-- BEGIN Input rows --

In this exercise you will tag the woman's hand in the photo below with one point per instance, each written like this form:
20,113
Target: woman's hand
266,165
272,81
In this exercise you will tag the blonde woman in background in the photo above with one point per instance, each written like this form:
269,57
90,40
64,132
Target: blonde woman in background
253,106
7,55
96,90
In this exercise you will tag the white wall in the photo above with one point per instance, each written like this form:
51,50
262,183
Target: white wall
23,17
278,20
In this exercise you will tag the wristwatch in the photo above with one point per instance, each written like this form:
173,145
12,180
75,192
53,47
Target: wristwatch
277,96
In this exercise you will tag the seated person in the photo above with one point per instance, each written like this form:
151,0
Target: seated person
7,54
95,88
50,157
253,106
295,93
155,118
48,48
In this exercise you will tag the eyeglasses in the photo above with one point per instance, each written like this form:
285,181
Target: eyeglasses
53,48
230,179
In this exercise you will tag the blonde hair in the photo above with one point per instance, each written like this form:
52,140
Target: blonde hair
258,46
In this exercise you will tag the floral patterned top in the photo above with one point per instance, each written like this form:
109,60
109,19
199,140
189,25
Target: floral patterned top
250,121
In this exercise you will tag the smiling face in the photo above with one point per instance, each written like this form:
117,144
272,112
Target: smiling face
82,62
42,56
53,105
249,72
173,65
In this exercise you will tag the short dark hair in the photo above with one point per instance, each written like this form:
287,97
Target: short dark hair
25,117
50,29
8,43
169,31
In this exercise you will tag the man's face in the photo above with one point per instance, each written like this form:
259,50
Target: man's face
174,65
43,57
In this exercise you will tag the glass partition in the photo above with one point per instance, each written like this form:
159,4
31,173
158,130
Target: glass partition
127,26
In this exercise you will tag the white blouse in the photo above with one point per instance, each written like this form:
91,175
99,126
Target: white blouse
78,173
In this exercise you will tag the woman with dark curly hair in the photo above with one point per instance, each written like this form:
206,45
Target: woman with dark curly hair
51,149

-- END Input rows --

What this task involves – Repeat only the stretch of lines that opens with the line containing "In this exercise you will tag the eyeglasses" and closes with the final line of the entries, both included, exactly as written.

Answer to this exercise –
In this exercise you will tag the eyeglasses in the photo above with one point per instance, each written like this form:
285,181
Target: eyeglasses
53,48
230,179
In this exercise you will tag the blonde hair in the photo above with one point per instance, each written like this form:
52,140
Target: blonde hair
258,46
In this exercise you will tag the floral patterned top in the photo above with one point per instance, each written like this form:
109,60
109,19
199,140
189,25
Target: floral patterned top
250,121
In this exercise you will tag the smiling face in the photo above with one point per instance, each written like this form:
117,144
272,112
Target: smiling face
82,62
42,56
53,105
249,72
173,65
In this exercise you will tag the short dark hair in the photo above with one point per instance, each written like this form:
287,97
Target: short dark hair
25,117
50,29
8,43
169,31
In this exercise you will tag the man's face in the photo above with one point per instance, each written like this form:
259,50
Target: man's face
174,65
43,57
In this exercise you will tag the glass partition in the photo above with one point per instance, each written like this form:
159,4
31,173
158,130
Target: glass partition
127,26
In this exercise you will tag the white blouse in the photo above with one point per instance, each written like this form:
91,175
99,126
Target: white blouse
78,173
In this exercise you will tag the woman with dark curly hair in the photo above with one point per instance, each written like this form:
206,45
Target: woman with dark curly hair
51,149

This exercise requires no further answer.